=== Section Start ===
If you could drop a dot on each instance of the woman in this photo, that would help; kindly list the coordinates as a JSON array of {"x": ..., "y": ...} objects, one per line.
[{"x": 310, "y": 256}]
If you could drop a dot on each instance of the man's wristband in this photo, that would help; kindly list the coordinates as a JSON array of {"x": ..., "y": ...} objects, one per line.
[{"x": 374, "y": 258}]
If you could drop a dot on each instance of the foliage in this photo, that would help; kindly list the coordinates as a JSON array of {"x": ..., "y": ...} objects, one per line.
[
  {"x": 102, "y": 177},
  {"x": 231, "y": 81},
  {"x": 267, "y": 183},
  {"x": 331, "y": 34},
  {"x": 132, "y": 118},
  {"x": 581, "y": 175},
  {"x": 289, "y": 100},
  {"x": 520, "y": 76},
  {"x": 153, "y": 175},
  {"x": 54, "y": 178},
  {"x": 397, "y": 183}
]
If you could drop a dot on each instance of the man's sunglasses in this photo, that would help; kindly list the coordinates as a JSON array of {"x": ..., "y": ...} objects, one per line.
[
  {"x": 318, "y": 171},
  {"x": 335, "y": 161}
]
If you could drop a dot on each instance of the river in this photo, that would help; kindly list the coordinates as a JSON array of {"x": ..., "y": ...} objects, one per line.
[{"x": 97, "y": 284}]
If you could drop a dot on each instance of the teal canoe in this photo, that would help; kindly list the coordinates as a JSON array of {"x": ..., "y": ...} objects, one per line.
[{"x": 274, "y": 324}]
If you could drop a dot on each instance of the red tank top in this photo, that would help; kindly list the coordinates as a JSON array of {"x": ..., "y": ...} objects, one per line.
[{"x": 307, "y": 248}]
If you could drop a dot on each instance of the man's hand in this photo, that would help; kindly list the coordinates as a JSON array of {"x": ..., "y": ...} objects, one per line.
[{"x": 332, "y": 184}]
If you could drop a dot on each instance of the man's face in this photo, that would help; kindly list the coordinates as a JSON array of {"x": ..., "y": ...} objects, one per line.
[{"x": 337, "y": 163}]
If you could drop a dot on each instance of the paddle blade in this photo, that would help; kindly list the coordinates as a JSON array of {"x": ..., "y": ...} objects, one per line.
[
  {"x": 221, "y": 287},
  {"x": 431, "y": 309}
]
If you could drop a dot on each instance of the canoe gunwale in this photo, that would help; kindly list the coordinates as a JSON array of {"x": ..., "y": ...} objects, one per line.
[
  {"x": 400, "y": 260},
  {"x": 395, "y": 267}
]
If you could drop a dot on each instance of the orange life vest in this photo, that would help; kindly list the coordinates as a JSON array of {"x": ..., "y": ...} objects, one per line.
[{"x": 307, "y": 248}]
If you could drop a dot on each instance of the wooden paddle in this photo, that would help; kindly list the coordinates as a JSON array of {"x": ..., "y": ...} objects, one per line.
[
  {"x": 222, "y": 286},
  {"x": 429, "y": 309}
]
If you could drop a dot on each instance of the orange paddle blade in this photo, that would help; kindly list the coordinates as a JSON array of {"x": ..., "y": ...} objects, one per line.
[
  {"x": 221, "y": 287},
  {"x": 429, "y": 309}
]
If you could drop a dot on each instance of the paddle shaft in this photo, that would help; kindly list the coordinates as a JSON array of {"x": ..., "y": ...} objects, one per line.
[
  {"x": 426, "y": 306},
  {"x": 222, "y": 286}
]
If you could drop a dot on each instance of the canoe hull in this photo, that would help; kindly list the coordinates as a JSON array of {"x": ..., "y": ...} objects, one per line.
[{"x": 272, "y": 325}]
=== Section End ===
▸ **EXERCISE DESCRIPTION**: Type out each entry above again, exactly.

▸ **WRITTEN SOLUTION**:
If you could drop a dot on each instance of the woman in this photo, that would help; kindly list the coordinates as a JSON array of {"x": ..., "y": ...} objects, one per line.
[{"x": 310, "y": 256}]
If you could drop a dot on each instance of the man's wristband in this photo, that would help; kindly list the coordinates as a JSON array of {"x": ..., "y": ...} objects, one per line.
[{"x": 374, "y": 258}]
If you could drop a dot on each instance of the foliage in this photo, that would help; kindly list the coordinates as a JSON array of {"x": ..., "y": ...} objects, one per line.
[
  {"x": 102, "y": 177},
  {"x": 231, "y": 81},
  {"x": 267, "y": 183},
  {"x": 331, "y": 34},
  {"x": 132, "y": 118},
  {"x": 581, "y": 175},
  {"x": 289, "y": 100},
  {"x": 520, "y": 76},
  {"x": 153, "y": 175},
  {"x": 54, "y": 178},
  {"x": 397, "y": 183}
]
If you could drop a dot on each instance of the man's sunglasses in this photo, that would help; kindly list the coordinates as a JSON array of {"x": ..., "y": ...} objects, one per line.
[
  {"x": 318, "y": 171},
  {"x": 335, "y": 161}
]
If you could drop a dot on each instance of the river in this photo, that would help; kindly list the coordinates as a JSON array of {"x": ..., "y": ...} objects, one per line.
[{"x": 97, "y": 284}]
If you could drop a dot on each instance of the teal canoe in this photo, that would help; kindly list the coordinates as a JSON array of {"x": ..., "y": ...} objects, one per line.
[{"x": 274, "y": 324}]
If you could drop a dot on each instance of the red tank top in this photo, that would help; kindly list the coordinates as a JSON array of {"x": ..., "y": ...} objects, one per line.
[{"x": 307, "y": 248}]
If you could drop a dot on each instance of the man's hand in this photo, that would help; kindly list the coordinates as a JSON array of {"x": ..., "y": ...} objects, one per line.
[{"x": 332, "y": 184}]
If you could drop a dot on each instance of the man's face in this photo, that would help; kindly list the coordinates as a JSON array of {"x": ..., "y": ...} objects, one per line.
[{"x": 337, "y": 163}]
If you could drop a dot on each instance of the paddle blade in this photo, that would help; kindly list the coordinates as a JSON array of {"x": ..., "y": ...} objects, one per line.
[
  {"x": 221, "y": 287},
  {"x": 431, "y": 309}
]
If you could drop a dot on each instance of the canoe gunwale in this photo, that would help; kindly list the coordinates as a JSON array of {"x": ..., "y": ...} objects, one per line.
[
  {"x": 400, "y": 260},
  {"x": 395, "y": 267}
]
If you could drop a dot on each instance of the orange life vest in this photo, that would help; kindly list the coordinates as a JSON array of {"x": ..., "y": ...} objects, one per line.
[{"x": 307, "y": 248}]
If you could drop a dot on each instance of the wooden paddle in this photo, that would help; kindly list the coordinates as a JSON array of {"x": ..., "y": ...} objects, one per line.
[
  {"x": 222, "y": 286},
  {"x": 429, "y": 309}
]
If you could drop a dot on each instance of the orange paddle blade in this photo, that would help; kindly list the coordinates as a JSON array of {"x": ..., "y": ...} objects, one per line.
[
  {"x": 221, "y": 287},
  {"x": 429, "y": 309}
]
If you could drop a dot on each instance of the paddle shaft in this photo, that would help; kindly list the coordinates as a JSON array of {"x": ..., "y": ...} objects, one per line.
[
  {"x": 426, "y": 306},
  {"x": 222, "y": 286}
]
If you could drop a dot on each instance of the canoe hull in this photo, that would help; kindly list the coordinates as a JSON array of {"x": ..., "y": ...} objects, one per line.
[{"x": 272, "y": 325}]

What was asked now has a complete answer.